===== Selection =====
Hopefully we can close out this antique issue if we can get a handle on the current state of affairs via a reproducible test case. Otherwise, this is at risk of being closed as stale.

rusackas avatar Apr 04 '24 18:04 rusackas

We have just upgraded to 3.1.2 and facing same error wherever we have UNION or UNION ALL inside CTE . Is there any solution we have? Please share. This Issue I have faced with Redshift and Postgresql both.

For ref I have attached Error Query and working query.
problematic query:

`with combine_data as (select 'delivery_order'                                  as table_name,
                             date(ado.finished_date)                           as order_finished_date,
                             count(case when status = 'CANCELLED' then id end) as cancelled_order,
                             count(case when status = 'COMPLETED' then id end) as completed_order,
                             count(id)                                         as total_order
                      from staging.amdelivery_delivery_order ado
                      where date(ado.finished_date) = current_date - 1
                      group by 2

                      UNION ALL

                      (select 'order_flow_history'                                        as table_name,
                              date(creation_date)                                         as order_finished_date,
                              count(case when order_flow_event = 'CANCELLED' then id end) as cancelled_order,
                              count(case when order_flow_event = 'COMPLETED' then id end) as completed_order,
                              count(id)                                                   as total_order
                       from staging.amdelivery_order_flow_history ofh
                       where date(creation_date) = current_date - 1
                       group by 2))

select table_name,
       order_finished_date,
       cancelled_order,
       completed_order,
       total_order
from combine_data`

At same Time when I removed UNION ALL statement and make separate CTE and then apply union , this worked well.

working query:

`with delivery_order as (select 'delivery_order'                                  as table_name,
                               date(ado.finished_date)                           as order_finished_date,
                               count(case when status = 'CANCELLED' then id end) as cancelled_order,
                               count(case when status = 'COMPLETED' then id end) as completed_order,
                               count(id)                                         as total_order
                        from staging.amdelivery_delivery_order ado
                        where ado.service_type IN ('delivery', 'courier')
                          and date(ado.finished_date) = current_date - 1
                        group by 2),

     order_flow_history as
         (select 'order_flow_history'                                        as table_name,
                 date(creation_date)                                         as order_finished_date,
                 count(case when order_flow_event = 'CANCELLED' then id end) as cancelled_order,
                 count(case when order_flow_event = 'COMPLETED' then id end) as completed_order,
                 count(id)                                                   as total_order
          from staging.amdelivery_order_flow_history ofh
          where date(creation_date) = current_date - 1
          group by 2),

     combine_data as (select *
                      from delivery_order
                      UNION ALL
                      select *
                      from order_flow_history)
=====
## Exercise tasks
A) Please repeat the forum thread from "We have just" to "and Postgresql both.".
B) In the forum thread, which two databases did the poster see the UNION error with?
===== Data lines =====
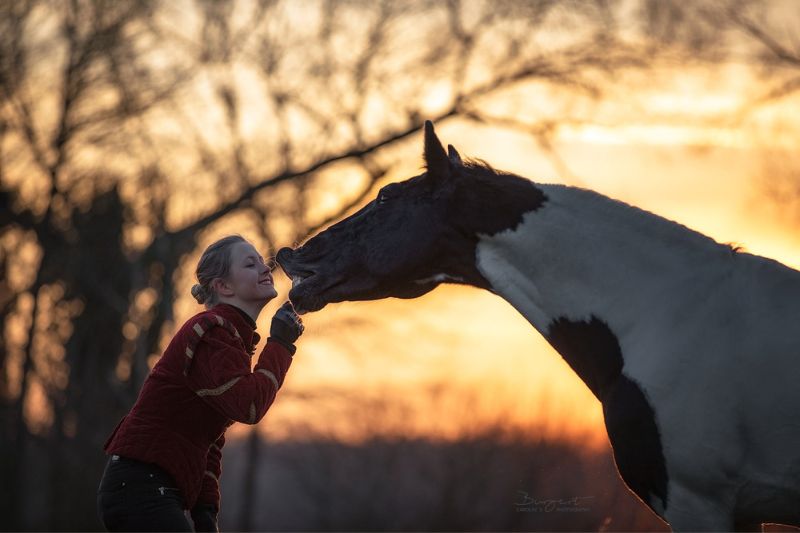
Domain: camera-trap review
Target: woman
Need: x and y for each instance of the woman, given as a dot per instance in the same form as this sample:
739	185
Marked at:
166	453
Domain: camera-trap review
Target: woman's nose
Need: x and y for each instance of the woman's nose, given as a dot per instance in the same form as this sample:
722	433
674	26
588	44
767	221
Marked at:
283	256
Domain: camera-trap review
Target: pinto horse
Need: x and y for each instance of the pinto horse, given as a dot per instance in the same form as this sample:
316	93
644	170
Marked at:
692	347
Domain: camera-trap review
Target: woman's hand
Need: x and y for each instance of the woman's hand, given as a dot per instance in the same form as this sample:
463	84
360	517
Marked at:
286	326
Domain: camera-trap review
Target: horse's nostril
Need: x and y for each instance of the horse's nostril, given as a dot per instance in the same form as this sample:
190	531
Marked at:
284	254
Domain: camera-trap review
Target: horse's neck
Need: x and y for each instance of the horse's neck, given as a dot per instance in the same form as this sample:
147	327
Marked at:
582	255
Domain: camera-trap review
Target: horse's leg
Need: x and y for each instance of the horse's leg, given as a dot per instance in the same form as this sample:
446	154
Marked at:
687	511
748	526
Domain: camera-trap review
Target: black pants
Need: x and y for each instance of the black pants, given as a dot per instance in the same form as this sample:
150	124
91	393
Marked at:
136	496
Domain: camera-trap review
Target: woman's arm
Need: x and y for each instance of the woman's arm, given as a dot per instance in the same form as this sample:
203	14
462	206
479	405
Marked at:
222	377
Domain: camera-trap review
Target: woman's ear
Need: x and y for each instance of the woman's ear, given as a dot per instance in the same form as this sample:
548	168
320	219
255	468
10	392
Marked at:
221	287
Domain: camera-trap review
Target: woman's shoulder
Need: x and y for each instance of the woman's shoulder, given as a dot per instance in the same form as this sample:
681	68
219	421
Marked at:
210	323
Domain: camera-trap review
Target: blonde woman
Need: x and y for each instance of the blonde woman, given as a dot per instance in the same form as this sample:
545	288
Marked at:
166	454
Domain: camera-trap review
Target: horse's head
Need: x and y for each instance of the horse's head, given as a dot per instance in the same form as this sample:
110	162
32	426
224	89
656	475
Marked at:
413	236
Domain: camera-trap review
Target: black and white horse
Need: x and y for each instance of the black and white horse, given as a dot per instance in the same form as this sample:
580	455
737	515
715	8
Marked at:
692	348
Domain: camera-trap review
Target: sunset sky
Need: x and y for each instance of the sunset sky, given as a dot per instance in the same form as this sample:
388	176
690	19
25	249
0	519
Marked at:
459	358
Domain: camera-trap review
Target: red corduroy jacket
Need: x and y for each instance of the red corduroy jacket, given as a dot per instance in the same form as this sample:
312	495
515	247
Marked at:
200	386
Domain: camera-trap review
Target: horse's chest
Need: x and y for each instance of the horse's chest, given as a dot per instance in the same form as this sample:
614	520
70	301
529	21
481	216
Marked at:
593	351
638	451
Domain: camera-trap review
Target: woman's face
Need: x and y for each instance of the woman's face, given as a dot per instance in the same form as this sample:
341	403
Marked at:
249	279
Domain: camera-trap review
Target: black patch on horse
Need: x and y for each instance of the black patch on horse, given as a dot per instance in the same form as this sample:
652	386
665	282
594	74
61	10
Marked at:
491	201
593	351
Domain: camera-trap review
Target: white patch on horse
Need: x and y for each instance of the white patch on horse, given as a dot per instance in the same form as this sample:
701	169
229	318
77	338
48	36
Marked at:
710	336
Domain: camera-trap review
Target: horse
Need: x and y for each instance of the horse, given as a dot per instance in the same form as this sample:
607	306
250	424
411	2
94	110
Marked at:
692	347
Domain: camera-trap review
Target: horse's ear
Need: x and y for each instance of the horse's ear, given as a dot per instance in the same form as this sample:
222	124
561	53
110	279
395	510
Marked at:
435	157
453	155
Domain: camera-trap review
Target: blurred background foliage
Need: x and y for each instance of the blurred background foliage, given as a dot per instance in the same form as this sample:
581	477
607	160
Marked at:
134	132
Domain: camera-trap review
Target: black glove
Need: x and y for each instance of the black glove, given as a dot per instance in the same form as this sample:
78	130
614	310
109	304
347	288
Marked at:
204	516
286	327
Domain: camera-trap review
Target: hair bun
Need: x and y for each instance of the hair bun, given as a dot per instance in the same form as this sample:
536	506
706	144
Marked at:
199	293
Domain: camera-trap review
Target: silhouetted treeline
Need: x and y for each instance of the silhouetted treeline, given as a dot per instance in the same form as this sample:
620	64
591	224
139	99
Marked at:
483	483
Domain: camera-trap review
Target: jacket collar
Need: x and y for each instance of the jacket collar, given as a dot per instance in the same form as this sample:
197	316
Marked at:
243	323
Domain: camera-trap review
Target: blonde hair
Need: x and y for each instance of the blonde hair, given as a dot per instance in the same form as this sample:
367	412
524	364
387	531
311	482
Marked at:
214	263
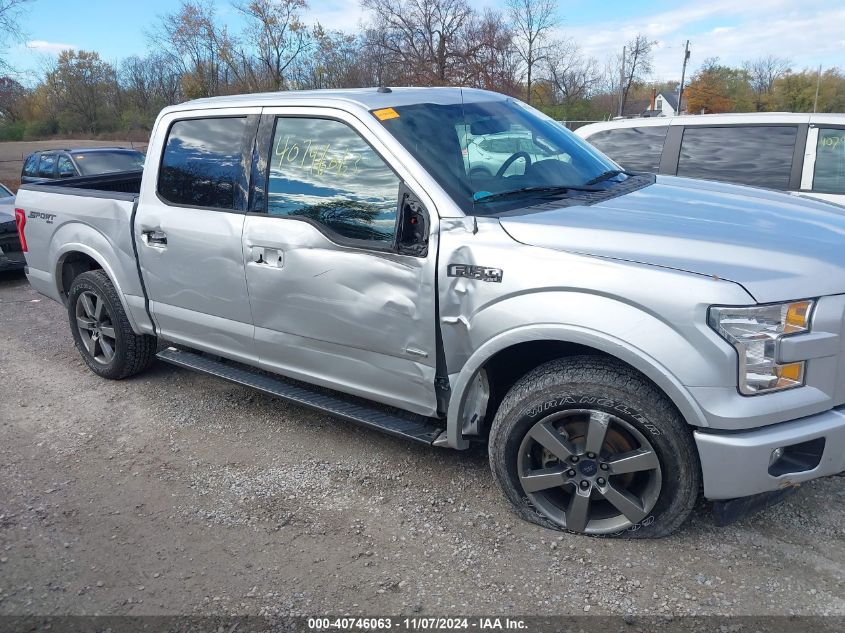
=====
## Expected answers
A)
We have just upgraded to 3.1.2 and facing same error wherever we have UNION or UNION ALL inside CTE . Is there any solution we have? Please share. This Issue I have faced with Redshift and Postgresql both.

B) Redshift and Postgresql